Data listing

....................

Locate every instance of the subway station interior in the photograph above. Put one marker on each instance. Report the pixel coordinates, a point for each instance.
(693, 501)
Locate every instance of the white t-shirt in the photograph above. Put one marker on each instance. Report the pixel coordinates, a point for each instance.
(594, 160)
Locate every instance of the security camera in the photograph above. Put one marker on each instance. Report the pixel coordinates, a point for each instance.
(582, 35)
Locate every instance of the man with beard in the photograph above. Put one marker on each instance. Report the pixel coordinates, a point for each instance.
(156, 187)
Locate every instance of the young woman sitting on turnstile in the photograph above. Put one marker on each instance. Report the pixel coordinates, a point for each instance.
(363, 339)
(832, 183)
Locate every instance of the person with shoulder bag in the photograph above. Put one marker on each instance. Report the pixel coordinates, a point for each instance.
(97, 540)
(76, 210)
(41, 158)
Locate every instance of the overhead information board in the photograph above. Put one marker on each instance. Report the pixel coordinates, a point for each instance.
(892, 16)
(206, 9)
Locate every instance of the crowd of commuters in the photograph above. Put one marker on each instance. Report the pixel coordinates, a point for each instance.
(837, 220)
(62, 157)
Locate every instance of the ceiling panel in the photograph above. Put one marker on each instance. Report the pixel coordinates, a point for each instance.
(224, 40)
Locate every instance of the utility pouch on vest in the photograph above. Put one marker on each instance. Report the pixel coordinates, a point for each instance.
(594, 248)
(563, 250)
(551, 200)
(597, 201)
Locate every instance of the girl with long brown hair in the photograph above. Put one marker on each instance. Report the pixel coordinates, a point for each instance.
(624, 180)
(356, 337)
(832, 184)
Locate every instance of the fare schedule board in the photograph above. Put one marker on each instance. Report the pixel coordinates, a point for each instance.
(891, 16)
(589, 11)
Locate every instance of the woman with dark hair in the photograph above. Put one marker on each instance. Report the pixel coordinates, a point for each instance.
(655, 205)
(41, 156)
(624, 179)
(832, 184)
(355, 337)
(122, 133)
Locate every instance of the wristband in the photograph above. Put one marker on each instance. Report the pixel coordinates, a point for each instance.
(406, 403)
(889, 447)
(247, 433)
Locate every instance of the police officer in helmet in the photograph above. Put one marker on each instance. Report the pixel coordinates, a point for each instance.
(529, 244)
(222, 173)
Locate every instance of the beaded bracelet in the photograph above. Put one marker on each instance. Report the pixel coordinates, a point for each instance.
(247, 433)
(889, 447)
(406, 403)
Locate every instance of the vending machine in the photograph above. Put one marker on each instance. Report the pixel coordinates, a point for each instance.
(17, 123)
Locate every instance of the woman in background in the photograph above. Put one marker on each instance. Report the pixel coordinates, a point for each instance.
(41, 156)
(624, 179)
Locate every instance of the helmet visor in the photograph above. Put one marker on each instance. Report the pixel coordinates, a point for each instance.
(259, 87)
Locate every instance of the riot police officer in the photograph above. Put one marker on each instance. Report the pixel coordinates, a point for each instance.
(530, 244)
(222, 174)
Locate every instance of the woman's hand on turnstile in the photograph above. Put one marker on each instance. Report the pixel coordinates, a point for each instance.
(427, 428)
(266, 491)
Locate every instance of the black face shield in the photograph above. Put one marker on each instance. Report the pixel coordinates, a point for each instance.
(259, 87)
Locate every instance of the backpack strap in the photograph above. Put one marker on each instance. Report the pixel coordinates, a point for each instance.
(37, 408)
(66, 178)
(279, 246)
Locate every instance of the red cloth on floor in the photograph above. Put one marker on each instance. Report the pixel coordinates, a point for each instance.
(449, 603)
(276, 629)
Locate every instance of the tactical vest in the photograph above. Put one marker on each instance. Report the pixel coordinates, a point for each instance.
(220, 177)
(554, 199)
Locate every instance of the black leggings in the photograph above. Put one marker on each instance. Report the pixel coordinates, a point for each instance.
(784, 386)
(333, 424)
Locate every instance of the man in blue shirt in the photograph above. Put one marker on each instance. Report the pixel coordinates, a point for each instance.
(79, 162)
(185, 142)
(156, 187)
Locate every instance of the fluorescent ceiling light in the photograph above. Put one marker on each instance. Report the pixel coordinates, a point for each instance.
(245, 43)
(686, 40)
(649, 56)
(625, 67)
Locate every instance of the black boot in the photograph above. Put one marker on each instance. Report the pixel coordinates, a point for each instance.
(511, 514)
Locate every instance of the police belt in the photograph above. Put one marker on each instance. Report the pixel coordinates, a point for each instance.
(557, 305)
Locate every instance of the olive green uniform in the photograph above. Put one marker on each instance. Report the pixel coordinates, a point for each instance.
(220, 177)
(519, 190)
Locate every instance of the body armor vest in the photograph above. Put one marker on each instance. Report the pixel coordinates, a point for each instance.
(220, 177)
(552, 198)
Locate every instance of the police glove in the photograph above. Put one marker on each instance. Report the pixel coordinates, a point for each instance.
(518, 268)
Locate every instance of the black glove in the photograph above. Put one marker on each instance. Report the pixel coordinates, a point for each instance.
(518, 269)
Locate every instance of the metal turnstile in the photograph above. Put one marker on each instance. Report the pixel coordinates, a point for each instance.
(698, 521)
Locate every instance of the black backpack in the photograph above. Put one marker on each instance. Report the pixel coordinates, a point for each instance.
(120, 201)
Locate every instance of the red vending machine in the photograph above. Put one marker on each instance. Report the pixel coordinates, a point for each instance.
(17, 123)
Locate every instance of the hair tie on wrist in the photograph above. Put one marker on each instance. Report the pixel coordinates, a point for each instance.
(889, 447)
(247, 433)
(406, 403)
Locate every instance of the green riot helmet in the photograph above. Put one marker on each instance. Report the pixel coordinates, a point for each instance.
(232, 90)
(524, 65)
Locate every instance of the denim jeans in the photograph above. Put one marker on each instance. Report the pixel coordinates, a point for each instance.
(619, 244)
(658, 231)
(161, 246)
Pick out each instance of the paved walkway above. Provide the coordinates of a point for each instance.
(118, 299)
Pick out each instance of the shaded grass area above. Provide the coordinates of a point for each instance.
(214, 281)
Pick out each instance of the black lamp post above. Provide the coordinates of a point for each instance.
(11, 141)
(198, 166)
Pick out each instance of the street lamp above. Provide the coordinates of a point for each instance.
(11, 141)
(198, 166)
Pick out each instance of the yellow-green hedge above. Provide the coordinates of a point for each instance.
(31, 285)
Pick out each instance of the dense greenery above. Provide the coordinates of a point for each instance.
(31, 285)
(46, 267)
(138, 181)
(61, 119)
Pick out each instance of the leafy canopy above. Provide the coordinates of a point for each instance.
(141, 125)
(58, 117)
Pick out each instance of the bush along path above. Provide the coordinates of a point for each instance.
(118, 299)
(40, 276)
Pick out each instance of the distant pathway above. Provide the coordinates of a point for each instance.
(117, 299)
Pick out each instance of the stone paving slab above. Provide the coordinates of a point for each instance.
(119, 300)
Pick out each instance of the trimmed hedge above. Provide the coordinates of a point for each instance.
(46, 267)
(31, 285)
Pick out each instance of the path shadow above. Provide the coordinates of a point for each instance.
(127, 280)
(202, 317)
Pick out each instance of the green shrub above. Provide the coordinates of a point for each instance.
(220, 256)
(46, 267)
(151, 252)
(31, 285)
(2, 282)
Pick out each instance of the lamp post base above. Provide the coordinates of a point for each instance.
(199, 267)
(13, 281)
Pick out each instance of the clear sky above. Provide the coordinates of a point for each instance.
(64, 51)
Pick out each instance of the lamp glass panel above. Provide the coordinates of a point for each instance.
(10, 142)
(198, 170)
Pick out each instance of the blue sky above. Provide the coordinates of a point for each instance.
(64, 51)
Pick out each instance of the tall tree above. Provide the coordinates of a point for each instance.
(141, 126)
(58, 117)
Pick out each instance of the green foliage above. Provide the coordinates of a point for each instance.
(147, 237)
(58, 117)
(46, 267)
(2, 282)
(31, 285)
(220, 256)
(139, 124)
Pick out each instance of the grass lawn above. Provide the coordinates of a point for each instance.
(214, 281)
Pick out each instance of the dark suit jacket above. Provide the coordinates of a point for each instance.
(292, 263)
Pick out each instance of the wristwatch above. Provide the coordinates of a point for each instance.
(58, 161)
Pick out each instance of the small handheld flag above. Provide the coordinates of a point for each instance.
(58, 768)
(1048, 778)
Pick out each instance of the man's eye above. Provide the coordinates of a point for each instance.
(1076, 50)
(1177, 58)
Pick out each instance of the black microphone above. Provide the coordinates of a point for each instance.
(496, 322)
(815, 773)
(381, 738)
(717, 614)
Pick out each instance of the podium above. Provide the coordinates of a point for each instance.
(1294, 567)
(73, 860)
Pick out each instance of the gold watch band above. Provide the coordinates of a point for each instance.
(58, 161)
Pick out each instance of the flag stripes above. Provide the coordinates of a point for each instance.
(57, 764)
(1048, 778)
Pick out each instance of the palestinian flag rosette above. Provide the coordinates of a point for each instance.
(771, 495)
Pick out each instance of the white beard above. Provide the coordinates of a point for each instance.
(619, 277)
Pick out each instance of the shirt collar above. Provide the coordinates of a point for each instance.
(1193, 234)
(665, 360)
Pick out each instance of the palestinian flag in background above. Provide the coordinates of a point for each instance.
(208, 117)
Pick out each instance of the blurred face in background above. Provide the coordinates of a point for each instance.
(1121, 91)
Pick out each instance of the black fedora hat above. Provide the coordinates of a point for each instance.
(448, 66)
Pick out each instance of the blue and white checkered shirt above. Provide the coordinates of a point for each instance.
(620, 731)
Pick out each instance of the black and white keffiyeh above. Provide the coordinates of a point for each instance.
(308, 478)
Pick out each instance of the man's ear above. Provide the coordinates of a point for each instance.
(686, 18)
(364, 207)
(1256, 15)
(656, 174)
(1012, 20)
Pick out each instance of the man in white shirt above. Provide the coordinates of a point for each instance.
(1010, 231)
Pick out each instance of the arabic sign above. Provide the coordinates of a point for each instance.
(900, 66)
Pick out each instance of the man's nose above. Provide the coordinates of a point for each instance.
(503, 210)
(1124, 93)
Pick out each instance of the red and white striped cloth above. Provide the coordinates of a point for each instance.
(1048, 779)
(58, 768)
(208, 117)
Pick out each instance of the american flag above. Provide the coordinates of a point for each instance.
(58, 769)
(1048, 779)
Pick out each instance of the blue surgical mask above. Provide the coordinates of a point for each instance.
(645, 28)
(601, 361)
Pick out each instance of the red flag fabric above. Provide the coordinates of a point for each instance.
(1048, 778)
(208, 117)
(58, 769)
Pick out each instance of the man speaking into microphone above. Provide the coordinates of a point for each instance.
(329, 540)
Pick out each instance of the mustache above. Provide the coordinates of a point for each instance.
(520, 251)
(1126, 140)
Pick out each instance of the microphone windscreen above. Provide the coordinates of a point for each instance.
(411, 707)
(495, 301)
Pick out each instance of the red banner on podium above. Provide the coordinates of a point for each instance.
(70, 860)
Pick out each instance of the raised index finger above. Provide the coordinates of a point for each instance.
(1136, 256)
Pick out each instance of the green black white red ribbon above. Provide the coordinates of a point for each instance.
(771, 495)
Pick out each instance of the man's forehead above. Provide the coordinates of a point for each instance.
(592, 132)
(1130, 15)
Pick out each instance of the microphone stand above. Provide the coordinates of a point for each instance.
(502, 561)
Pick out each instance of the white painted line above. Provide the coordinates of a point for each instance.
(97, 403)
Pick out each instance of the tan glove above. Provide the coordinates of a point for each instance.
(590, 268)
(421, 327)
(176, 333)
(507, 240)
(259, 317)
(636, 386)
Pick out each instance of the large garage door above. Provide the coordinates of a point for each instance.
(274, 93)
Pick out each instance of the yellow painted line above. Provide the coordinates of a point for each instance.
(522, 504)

....................

■ **Instructions for the task**: Set down nothing but the lines from the one with "Pick out each instance of the green black" through the end of the records, keeping each line exactly as written and including both ends.

■ **Complete response**:
Pick out each instance of the green black white red ribbon above. Provide the coordinates of a point for each instance.
(771, 495)
Pick out each instance of the man's forehead above. Provide the coordinates of a point for each instance.
(592, 132)
(1130, 15)
Pick out each instance of the microphone stand above. Provide the coordinates of a point for each instance.
(502, 561)
Pick out each instance of the white painted line above. Provide the coordinates of a point for each instance.
(97, 403)
Pick out each instance of the tan glove above. Provide the coordinates of a point for each instance.
(590, 268)
(421, 327)
(176, 333)
(507, 240)
(259, 317)
(636, 386)
Pick out each instance of the large garage door above. Provide the coordinates of a point for each instance.
(274, 93)
Pick out each instance of the yellow painted line above. Provide the coordinates of a point for each instance.
(522, 504)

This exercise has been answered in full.